=== DOCUMENT PASSAGE ===

Last January 18 and 19, 2018, the University of Santo Tomas Social Media Bureau hosted LinkEd: The First Social Media in Education Summit, at the Dr. George S.K. Ty Multi-Purpose Halls of the Buenaventura G. Paredes, O.P. Building.
Millennials are on their way out
In his keynote address, renowned communication expert Ramon “Bong” Osorio, CPR, APR said that while it was acceptable to associate the social media phenomenon with millennials, schools need to contend with the fact that even millennials are on their way out of the young generation, as they have begun to have families of their own.
Schools, as they cater to young people, now need to deal with those touted to be part of “Gen Z” or the “Edgers,” who in contrast to their immediate predecessors are more optimistic, idealistic, empathetic, and have a tendency to want to save the world.
Osorio emphasized that schools must recognize the reality of social media, especially in the areas where Internet connectivity is no longer a problem.
How social media changed the landscape
In his talk regarding communication dynamics of social media, communication expert Rommel Lopez challenged the audience to reflect on whether or not social media networks have given benefit or caused disruption.

=== DATA EXTRACT ===

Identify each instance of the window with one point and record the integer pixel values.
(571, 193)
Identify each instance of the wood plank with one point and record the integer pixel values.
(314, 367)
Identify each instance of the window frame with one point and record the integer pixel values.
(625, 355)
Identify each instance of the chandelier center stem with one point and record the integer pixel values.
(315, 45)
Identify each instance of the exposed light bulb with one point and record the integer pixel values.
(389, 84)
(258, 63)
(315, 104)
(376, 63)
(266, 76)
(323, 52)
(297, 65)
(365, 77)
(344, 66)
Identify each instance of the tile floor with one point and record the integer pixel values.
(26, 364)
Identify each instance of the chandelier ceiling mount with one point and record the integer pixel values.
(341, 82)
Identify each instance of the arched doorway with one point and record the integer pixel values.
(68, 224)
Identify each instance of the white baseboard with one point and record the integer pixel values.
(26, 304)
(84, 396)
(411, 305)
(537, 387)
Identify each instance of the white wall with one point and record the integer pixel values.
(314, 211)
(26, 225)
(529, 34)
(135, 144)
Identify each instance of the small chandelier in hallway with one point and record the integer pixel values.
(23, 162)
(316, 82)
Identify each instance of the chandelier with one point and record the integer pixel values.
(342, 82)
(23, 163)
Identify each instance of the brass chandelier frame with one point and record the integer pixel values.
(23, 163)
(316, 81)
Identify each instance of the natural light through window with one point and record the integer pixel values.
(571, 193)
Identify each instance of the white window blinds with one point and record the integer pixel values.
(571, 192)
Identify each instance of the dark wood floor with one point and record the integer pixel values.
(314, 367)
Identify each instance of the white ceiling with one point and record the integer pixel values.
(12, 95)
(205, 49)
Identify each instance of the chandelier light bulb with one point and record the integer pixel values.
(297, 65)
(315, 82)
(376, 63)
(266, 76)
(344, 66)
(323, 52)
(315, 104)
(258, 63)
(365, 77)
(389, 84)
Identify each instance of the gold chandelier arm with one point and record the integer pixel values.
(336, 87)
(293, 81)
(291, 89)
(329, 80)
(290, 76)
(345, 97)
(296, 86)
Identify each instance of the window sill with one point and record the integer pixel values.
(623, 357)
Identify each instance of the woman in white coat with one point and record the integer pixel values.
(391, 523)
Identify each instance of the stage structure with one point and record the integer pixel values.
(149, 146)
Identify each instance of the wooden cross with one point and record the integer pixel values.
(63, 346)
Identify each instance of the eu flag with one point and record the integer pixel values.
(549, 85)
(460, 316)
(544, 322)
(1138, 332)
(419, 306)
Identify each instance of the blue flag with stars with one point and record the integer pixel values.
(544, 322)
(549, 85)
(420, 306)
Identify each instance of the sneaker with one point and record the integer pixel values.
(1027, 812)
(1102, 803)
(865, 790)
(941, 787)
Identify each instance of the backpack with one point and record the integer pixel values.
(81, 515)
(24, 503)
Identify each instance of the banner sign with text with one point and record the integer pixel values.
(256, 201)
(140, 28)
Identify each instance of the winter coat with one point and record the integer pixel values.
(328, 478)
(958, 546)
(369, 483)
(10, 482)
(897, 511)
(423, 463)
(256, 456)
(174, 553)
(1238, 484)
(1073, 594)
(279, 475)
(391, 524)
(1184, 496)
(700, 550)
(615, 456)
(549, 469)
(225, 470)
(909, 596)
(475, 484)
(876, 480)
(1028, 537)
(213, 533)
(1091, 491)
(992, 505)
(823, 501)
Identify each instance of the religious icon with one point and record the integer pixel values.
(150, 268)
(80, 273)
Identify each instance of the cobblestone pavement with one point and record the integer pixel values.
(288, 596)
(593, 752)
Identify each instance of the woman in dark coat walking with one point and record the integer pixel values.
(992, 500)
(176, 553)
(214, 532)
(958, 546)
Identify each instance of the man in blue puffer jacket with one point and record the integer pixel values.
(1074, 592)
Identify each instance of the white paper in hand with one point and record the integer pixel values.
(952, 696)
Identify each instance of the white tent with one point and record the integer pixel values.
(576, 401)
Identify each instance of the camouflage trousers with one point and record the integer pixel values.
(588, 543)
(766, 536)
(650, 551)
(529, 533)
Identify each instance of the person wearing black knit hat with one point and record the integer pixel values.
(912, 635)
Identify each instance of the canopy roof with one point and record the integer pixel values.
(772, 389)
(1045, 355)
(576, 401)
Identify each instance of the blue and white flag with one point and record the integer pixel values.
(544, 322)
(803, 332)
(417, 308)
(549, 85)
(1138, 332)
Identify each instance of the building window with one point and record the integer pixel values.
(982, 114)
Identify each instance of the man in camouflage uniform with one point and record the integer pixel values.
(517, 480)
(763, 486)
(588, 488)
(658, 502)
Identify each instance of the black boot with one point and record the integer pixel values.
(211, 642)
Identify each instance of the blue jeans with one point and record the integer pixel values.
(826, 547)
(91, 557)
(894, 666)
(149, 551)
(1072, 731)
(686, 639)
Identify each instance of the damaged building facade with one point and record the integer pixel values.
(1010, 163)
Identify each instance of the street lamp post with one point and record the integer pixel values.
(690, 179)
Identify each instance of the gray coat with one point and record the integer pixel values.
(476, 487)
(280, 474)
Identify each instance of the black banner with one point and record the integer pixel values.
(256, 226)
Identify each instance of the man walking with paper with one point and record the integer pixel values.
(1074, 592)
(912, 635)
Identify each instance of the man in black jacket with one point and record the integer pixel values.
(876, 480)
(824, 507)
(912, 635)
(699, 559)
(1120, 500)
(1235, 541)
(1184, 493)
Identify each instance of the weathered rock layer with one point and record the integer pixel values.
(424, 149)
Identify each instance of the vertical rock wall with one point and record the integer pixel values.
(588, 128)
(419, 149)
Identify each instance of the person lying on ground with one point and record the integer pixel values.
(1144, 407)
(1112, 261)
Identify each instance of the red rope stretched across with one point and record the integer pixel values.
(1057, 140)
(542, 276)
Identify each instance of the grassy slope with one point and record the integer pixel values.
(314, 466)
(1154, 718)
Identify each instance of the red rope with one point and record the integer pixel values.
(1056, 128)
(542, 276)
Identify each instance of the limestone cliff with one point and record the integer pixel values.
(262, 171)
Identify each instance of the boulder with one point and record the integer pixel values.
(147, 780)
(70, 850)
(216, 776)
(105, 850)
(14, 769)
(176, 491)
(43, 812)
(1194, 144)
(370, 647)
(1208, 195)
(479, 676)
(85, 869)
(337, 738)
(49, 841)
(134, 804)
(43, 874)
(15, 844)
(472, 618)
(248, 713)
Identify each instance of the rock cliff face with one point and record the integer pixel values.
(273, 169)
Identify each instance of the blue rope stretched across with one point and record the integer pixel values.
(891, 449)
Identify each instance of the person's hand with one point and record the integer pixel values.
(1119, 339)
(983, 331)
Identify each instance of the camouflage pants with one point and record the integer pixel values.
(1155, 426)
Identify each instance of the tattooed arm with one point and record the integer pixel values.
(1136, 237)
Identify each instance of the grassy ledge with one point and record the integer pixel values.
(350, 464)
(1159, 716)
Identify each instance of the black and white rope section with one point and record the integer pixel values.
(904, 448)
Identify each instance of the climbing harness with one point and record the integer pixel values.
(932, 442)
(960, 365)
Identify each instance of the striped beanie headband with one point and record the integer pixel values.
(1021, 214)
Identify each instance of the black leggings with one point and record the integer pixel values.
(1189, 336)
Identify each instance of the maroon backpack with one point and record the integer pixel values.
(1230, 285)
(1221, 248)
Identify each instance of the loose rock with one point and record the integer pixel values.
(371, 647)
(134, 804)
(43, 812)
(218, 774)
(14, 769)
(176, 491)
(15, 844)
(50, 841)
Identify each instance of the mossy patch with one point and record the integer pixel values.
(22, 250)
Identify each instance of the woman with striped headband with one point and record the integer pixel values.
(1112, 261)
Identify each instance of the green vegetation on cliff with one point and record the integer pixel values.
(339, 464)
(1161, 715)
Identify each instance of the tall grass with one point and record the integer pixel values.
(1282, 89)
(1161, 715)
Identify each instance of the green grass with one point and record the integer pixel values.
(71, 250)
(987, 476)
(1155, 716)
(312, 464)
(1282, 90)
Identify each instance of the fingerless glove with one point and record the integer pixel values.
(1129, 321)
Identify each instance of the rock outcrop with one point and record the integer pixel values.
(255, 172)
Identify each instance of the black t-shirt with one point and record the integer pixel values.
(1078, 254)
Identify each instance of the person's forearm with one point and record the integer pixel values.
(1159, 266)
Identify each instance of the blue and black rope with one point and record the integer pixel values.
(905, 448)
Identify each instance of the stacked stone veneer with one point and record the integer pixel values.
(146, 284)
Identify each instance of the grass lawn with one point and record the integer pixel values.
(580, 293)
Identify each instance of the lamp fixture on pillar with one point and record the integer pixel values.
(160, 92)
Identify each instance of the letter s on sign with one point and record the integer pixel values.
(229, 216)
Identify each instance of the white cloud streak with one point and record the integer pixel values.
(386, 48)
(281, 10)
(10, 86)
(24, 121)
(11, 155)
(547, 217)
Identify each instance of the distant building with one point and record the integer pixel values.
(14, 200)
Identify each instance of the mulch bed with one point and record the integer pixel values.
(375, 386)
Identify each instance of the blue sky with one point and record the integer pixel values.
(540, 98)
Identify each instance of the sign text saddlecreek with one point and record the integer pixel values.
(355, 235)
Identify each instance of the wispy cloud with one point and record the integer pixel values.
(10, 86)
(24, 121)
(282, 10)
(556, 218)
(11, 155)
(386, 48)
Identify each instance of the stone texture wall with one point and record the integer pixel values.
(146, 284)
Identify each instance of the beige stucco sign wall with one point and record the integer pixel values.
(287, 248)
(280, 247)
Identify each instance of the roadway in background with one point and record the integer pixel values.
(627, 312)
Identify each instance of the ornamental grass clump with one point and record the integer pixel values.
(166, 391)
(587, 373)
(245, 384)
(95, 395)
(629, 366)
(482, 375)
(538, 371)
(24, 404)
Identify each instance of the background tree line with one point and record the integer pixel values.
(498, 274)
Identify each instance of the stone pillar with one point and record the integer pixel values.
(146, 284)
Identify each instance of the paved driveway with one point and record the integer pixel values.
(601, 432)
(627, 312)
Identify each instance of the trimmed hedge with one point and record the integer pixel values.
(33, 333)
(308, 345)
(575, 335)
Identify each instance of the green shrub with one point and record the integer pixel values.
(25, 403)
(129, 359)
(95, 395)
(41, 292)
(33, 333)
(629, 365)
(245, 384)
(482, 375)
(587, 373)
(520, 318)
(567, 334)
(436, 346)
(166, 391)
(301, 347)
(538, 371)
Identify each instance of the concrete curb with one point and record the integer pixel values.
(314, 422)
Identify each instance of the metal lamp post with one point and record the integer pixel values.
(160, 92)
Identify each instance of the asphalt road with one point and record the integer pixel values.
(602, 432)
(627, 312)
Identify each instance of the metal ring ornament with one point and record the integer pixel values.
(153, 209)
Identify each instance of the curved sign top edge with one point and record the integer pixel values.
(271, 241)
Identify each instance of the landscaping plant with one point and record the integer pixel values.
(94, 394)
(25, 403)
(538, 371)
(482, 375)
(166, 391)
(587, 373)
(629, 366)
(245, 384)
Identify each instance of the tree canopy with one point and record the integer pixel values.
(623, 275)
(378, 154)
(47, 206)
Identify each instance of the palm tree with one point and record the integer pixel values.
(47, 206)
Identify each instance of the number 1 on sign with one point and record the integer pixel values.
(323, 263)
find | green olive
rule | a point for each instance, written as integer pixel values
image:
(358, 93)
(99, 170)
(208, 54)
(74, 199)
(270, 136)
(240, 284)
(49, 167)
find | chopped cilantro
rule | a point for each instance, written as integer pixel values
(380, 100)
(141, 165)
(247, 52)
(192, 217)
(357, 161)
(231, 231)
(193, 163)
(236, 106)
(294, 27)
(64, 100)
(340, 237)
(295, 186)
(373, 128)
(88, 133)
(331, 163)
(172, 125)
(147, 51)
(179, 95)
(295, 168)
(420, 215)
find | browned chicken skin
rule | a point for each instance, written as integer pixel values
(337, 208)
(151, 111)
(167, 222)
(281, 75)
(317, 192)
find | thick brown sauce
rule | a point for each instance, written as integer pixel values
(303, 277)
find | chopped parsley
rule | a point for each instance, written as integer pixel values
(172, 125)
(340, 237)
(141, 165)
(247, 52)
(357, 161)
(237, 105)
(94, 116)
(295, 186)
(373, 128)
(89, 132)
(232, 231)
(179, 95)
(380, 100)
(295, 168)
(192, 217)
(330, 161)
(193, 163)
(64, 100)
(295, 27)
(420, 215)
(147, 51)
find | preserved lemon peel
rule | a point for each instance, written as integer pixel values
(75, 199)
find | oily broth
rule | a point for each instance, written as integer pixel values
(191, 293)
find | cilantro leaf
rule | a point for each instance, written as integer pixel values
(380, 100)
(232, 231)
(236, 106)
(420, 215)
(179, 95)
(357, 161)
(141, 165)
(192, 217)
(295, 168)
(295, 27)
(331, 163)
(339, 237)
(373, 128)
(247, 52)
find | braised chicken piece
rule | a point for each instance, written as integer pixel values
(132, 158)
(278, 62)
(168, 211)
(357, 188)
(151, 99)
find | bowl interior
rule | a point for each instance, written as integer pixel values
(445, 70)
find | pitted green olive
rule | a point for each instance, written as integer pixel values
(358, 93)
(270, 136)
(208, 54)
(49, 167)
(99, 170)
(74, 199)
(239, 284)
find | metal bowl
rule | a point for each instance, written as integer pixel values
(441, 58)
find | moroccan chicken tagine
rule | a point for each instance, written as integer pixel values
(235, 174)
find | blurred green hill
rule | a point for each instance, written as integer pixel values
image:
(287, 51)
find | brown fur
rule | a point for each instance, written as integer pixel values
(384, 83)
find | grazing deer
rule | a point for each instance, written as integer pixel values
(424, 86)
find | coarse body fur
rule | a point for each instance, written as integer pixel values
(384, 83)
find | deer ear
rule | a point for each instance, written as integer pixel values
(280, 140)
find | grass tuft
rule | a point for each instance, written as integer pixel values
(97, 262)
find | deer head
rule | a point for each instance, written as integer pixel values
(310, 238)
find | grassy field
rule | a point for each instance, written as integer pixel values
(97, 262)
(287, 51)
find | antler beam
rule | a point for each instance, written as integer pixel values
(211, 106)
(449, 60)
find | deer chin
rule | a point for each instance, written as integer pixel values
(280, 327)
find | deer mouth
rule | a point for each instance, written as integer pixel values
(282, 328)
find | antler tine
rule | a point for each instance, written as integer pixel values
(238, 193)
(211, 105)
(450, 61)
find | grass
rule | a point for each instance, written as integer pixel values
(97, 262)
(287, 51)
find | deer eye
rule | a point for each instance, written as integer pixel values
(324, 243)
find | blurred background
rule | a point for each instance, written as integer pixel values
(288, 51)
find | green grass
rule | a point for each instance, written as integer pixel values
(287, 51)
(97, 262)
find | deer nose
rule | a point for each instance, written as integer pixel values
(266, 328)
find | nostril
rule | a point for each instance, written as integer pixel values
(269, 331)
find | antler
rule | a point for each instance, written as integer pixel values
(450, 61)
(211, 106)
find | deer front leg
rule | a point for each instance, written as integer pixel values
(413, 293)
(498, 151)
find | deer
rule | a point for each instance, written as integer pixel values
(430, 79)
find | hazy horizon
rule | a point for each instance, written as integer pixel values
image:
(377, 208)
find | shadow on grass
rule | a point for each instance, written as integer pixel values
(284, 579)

===

> **BRIEF 1**:
Reproduce the portion of the LinkEd summit article that begins at the words "Osorio emphasized that" and ends after the words "longer a problem.".
> **BRIEF 2**:
Answer these questions using the LinkEd summit article.
(a) In which halls was the summit held?
(b) What two names does the article give for the generation that schools now need to deal with?
(c) What did Rommel Lopez challenge the audience to reflect on?

> **RESPONSE AREA 1**:
Osorio emphasized that schools must recognize the reality of social media, especially in the areas where Internet connectivity is no longer a problem.

> **RESPONSE AREA 2**:
(a) The Dr. George S.K. Ty Multi-Purpose Halls of the Buenaventura G. Paredes, O.P. Building.
(b) "Gen Z" and the "Edgers."
(c) Whether or not social media networks have given benefit or caused disruption.